======== Trecho selecionado

O conhecimento do texto de Gaspar da Cruz mostrará que tais críticas não podem ser feitas ao seu Tratado. Todas as omissões de Marco Polo são ali preenchidas, e o nosso frade tem muitas observações que antecipam as dos vindouros escritores jesuítas que são normalmente creditados com a primeira revelação da China à Europa...
O missionário dominicano, logo no prólogo do seu Tratado, enumera as muitas missões e obras de jesuítas, franciscanos e dominicanos no sul e sudeste asiático e em todo o Extremo Oriente, com igual estima por todos esses esforços e empresas de propagação da sua fé. É certamente um homem consciente da causa que a tão distantes paragens o levou, e o seu alegre entusiasmo pelas cristandades que encontra e quer continuar a expandir anima o seu esforço e alimenta a sua consciência - de católico quinhentista - da superioridade universal da sua fé. Mas tal não o impede de reconhecer virtudes alheias e, como Duarte Pacheco Pereira, e tantos outros, chega àquela sabedoria em que a experiência é madre de todas as cousas. Não resisto, Princesa de mim, a transcrever-te um dos trechos finais do prólogo que te referi:
E porque entre estas gentes de que fiz menção, os chinas a todos excedem em multidão de gente, em excelência de polícia e de governo, e em abundância de possessões e riquezas - nem em coisas preciosas como é ouro e pedras preciosas, senão nas riquezas, disposições e fazendas que principalmente servem a necessidade humana -, e porque estas gentes têm cousas muito dignas de memória, me movi a dar notícia geral de suas cousas conforme a minha possibilidade, assim do que vi como do que li num compêndio que fez um homem fidalgo [Galeote Pereira] que cativo andou pela terra dentro, como do que ouvi a pessoas dignas de fé.

================

» **Objetivo 1**: Segundo o trecho sobre o Tratado de Gaspar da Cruz, em que aspectos os chinas excedem todas as gentes mencionadas?
O trecho e os registros têm origens diferentes.

======== Informações fornecidas

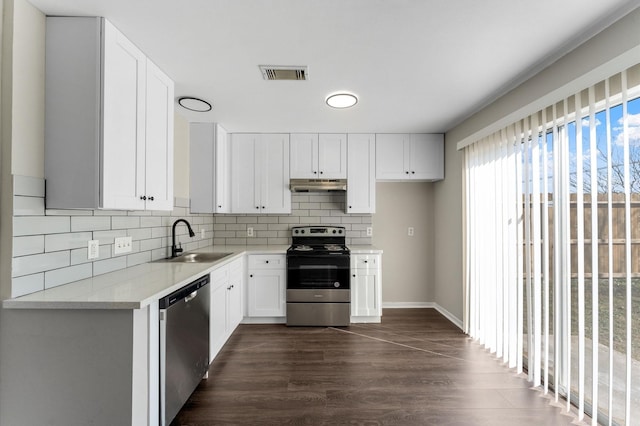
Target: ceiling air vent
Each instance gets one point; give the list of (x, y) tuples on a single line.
[(279, 72)]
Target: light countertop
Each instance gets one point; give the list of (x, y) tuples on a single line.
[(138, 286)]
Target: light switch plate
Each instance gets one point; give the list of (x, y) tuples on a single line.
[(122, 245), (93, 249)]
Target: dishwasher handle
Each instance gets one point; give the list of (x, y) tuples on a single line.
[(191, 296), (186, 293)]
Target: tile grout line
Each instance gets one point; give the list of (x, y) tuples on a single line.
[(398, 344)]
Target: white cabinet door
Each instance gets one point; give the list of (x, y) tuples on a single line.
[(209, 178), (266, 286), (123, 112), (260, 173), (159, 140), (390, 159), (222, 173), (410, 157), (366, 288), (365, 300), (235, 309), (109, 120), (332, 156), (361, 178), (275, 195), (201, 167), (243, 173), (218, 324), (426, 157), (304, 156)]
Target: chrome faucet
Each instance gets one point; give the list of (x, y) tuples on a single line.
[(175, 251)]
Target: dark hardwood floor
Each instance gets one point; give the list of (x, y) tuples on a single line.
[(415, 368)]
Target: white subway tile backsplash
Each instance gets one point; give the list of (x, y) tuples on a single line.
[(57, 242), (93, 223), (28, 206), (150, 222), (27, 185), (124, 222), (68, 212), (23, 246), (50, 245), (139, 233), (27, 284), (26, 265), (138, 258), (66, 275), (108, 237), (38, 225), (109, 265)]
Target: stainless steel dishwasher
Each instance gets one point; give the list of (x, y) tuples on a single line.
[(184, 345)]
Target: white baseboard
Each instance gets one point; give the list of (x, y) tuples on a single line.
[(448, 315)]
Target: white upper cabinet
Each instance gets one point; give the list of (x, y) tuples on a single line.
[(260, 173), (410, 157), (361, 176), (316, 156), (209, 170), (108, 122)]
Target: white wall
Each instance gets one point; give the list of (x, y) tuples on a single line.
[(407, 262), (448, 280)]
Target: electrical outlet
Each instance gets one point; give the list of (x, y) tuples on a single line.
[(122, 245), (93, 249)]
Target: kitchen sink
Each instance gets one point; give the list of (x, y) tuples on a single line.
[(197, 257)]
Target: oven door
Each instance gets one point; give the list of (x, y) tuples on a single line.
[(318, 271)]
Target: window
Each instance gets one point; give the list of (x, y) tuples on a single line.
[(553, 247)]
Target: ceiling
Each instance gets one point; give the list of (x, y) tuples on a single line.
[(416, 65)]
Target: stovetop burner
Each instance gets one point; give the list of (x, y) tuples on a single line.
[(312, 240)]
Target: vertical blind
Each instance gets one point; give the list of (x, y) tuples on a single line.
[(553, 248)]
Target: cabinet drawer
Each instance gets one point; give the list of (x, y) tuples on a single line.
[(364, 261), (267, 261), (220, 275)]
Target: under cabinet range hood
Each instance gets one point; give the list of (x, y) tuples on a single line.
[(318, 185)]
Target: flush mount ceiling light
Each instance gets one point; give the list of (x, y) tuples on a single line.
[(342, 100), (194, 104)]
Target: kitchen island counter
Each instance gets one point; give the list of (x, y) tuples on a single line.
[(132, 288)]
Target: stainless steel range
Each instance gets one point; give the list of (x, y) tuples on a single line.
[(318, 291)]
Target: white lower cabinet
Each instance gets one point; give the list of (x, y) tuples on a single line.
[(366, 288), (226, 304), (266, 291)]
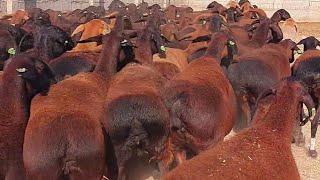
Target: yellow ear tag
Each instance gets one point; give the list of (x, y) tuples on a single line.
[(105, 31), (162, 48), (231, 43), (22, 70), (12, 51), (299, 51)]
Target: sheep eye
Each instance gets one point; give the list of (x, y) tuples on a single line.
[(231, 43), (163, 48), (22, 70), (11, 51)]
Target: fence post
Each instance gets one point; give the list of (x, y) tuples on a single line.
[(9, 6)]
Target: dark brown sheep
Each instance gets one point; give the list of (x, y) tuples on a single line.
[(201, 101), (262, 151), (74, 132), (307, 68), (136, 116), (22, 79), (257, 70)]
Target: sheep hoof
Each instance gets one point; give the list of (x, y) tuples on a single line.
[(300, 142), (313, 153)]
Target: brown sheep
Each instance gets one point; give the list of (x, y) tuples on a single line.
[(136, 116), (289, 29), (176, 60), (262, 151), (68, 122), (256, 71), (310, 51), (90, 29), (23, 78), (201, 102)]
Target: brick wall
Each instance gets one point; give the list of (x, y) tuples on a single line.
[(301, 10)]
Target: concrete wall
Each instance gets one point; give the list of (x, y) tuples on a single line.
[(301, 10)]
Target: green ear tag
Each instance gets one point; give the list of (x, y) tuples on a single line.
[(231, 43), (162, 48), (12, 51)]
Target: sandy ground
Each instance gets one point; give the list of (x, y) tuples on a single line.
[(309, 168)]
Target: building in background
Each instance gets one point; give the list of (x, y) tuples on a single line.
[(301, 10)]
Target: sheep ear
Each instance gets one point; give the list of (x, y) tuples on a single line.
[(303, 41), (266, 93), (79, 29), (40, 66), (202, 38)]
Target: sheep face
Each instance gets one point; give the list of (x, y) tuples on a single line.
[(37, 75), (290, 47), (283, 14), (296, 90), (310, 43), (53, 41)]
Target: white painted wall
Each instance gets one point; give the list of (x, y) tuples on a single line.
[(301, 10)]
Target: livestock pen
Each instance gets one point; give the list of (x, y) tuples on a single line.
[(147, 85)]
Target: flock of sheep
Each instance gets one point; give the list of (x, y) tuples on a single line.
[(137, 91)]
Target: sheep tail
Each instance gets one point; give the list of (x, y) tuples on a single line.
[(111, 159), (70, 167)]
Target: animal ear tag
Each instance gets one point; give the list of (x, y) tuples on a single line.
[(105, 31), (299, 51), (231, 43), (163, 48), (124, 42), (12, 51), (21, 70)]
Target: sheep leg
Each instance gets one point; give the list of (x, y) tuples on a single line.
[(181, 157), (314, 126), (297, 136), (123, 154)]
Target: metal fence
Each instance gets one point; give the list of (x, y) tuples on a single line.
[(301, 10)]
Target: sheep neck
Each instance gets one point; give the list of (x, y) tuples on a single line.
[(143, 52), (215, 49), (260, 36), (107, 65), (14, 98), (280, 118)]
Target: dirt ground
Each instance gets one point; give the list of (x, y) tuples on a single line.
[(309, 168)]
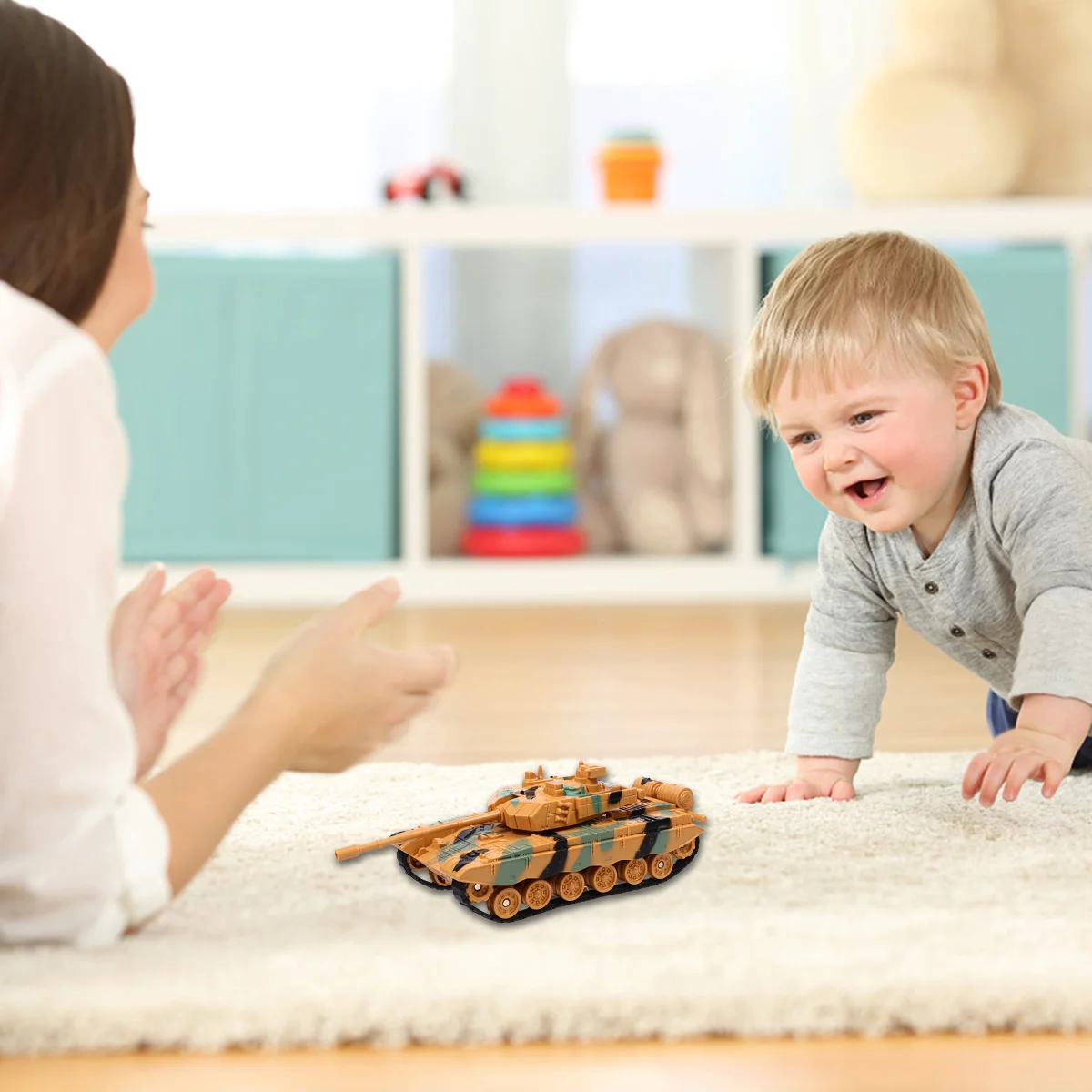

================

» **Objetivo 2**: Atualize os registros a partir do início deles e terminando na linha que contém "[(415, 368)]", incluindo essa linha, e troque "chrome faucet" por "brass faucet" sem alterar mais nada. Apresente somente essas linhas e deixe as imagens de fora.

» **Resposta esperada 1**: Em multidão de gente, em excelência de polícia e de governo, e em abundância de possessões e riquezas.

» **Resposta esperada 2**:
Target: ceiling air vent
Each instance gets one point; give the list of (x, y) tuples on a single line.
[(279, 72)]
Target: light countertop
Each instance gets one point; give the list of (x, y) tuples on a single line.
[(138, 286)]
Target: light switch plate
Each instance gets one point; give the list of (x, y) tuples on a single line.
[(122, 245), (93, 249)]
Target: dishwasher handle
Each instance gets one point; give the list of (x, y) tuples on a single line.
[(191, 296), (186, 293)]
Target: tile grout line
Each instance gets one point; give the list of (x, y) tuples on a single line.
[(398, 344)]
Target: white cabinet door
Each instance gets one point; give the list of (x, y) tuples on a single line.
[(209, 178), (266, 286), (123, 112), (260, 173), (159, 140), (390, 159), (222, 173), (410, 157), (366, 288), (365, 300), (235, 309), (109, 120), (332, 156), (361, 178), (275, 195), (201, 167), (243, 173), (218, 324), (426, 157), (304, 156)]
Target: brass faucet
Each instance gets one point; give the list of (x, y) tuples on a single line.
[(175, 251)]
Target: dark hardwood floor
Each instance gets one point; give the list of (x, y) tuples on a single line.
[(415, 368)]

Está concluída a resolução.